(PASSAGE)
┌──

The infamous Russian ‘nukes on the loose’ is in play, once again, giving them plausible deniability in advance. Russia is purposely turning a blind eye knowing that material in the past has been stolen and smuggled out. However, what’s more important to understand is the threat (Russia) behind the threat (islam that it radicalized to use as a proxy against the West). For more information on Russia and its Russian trained islamic terrorist proxies, terrorist dirty nukes in the U.S., see HERE.
Still don’t think it can’t happen or the Russians didn’t previously have one in America? In an interview with Time Magazine, JFK had something to say about one in the nation’s capital:
“We have a bustling communist enclave just four blocks from the White House,” I noted, meaning the Soviet embassy. Kennedy paused, fork between plate and mouth, and said, “You know, they have an atom bomb on the third floor of the embassy.” … “If things get too bad and war is inevitable,” he said, “they will set it off and that’s the end of the White House and the rest of the city.”
Yes, the threat is real. If it could’ve happened then, it could happen now — especially with the U.S. borders being so open for years on end.
WASHINGTON — The private diplomatic meetings took place over two days in mid-December in a hotel overlooking Moscow’s Red Square.
But unlike in previous such gatherings, the sense of camaraderie, even brotherhood, was overshadowed by an uncomfortable chill, according to participants.
In the previously undisclosed discussions, the Russians informed the Americans that they were refusing any more US help protecting their largest stockpiles of weapons-grade uranium and plutonium from being stolen or sold on the black market. The declaration effectively ended one of the most successful areas of cooperation between the former Cold War adversaries.

└──

(DATA TO EXAMINE)
┌──

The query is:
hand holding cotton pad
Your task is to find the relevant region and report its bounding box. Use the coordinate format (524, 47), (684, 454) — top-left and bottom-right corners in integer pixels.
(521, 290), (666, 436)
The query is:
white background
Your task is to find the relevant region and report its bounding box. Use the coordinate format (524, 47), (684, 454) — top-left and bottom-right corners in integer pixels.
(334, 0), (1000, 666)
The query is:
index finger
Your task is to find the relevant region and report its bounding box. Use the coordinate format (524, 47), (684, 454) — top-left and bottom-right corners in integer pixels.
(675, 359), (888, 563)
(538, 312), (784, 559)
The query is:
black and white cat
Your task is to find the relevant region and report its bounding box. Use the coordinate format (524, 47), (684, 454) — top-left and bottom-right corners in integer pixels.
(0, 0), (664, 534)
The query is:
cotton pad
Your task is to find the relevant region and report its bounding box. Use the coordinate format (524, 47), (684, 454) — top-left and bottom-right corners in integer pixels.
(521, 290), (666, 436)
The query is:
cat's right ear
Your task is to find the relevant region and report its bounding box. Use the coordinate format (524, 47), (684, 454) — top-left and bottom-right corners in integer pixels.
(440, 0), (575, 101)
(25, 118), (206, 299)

└──

(THE PROBLEM) Please copy the nuclear-threat passage again from the words "But unlike in" through "Cold War adversaries.", swapping "Americans" for "US officials".

(SOLUTION TO THE EXERCISE)
But unlike in previous such gatherings, the sense of camaraderie, even brotherhood, was overshadowed by an uncomfortable chill, according to participants.
In the previously undisclosed discussions, the Russians informed the US officials that they were refusing any more US help protecting their largest stockpiles of weapons-grade uranium and plutonium from being stolen or sold on the black market. The declaration effectively ended one of the most successful areas of cooperation between the former Cold War adversaries.